Working data:
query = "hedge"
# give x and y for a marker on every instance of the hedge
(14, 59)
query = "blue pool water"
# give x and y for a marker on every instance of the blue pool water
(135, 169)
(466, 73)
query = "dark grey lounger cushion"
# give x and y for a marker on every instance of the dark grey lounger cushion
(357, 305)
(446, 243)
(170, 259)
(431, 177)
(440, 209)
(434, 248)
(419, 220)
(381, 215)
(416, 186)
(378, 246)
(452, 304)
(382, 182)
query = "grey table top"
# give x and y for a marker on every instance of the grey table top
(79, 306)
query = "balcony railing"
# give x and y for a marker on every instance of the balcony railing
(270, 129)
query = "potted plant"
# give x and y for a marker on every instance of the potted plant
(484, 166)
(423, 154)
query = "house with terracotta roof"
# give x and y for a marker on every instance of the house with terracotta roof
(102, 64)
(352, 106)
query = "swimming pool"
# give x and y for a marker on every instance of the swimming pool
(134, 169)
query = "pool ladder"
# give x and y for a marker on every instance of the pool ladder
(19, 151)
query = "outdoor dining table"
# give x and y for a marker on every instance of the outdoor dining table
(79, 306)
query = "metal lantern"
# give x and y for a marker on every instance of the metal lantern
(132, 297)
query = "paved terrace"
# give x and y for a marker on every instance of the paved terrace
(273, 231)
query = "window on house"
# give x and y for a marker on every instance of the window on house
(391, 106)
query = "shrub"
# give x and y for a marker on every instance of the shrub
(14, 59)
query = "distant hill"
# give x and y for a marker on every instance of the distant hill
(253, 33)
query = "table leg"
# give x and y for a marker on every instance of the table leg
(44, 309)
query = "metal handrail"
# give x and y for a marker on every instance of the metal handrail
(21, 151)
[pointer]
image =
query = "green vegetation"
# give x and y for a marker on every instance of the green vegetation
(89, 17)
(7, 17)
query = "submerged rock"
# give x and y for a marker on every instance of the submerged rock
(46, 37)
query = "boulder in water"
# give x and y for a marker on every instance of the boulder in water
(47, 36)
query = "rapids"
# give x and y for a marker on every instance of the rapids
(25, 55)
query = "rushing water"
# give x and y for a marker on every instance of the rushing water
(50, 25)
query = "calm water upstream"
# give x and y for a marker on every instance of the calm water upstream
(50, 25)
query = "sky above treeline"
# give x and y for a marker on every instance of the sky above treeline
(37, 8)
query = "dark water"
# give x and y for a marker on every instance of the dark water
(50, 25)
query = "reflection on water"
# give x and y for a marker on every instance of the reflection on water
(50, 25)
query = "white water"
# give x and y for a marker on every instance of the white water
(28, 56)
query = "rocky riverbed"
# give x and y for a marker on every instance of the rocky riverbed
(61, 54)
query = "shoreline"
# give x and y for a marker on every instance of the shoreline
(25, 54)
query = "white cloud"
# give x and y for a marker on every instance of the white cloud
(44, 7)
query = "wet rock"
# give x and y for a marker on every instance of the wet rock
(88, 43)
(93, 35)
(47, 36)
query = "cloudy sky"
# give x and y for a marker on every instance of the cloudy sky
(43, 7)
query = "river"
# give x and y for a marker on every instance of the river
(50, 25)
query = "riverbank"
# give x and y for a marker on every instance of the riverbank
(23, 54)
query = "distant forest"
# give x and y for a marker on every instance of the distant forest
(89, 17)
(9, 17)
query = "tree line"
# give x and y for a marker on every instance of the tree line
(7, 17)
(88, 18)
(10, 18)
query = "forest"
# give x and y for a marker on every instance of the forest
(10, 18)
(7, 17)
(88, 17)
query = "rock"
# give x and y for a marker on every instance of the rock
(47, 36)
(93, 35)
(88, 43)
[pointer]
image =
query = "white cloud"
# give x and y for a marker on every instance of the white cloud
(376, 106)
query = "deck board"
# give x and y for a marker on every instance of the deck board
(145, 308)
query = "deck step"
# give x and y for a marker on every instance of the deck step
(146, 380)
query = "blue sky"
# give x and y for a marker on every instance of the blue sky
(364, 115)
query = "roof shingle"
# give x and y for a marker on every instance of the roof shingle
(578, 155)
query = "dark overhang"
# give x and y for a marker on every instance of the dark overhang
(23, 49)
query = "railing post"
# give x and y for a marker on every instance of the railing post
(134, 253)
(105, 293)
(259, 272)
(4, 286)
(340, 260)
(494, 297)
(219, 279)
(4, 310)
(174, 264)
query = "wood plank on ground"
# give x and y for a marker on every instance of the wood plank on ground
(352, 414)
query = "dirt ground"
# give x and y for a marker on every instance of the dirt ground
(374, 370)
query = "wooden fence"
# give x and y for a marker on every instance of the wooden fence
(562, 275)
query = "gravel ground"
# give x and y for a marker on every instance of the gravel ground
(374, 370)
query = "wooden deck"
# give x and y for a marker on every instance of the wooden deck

Written request:
Count the lines of the listing above that contain the string "plant", treating uppercase and lowercase letters as different. Reply with the number alone.

Solution for this task:
2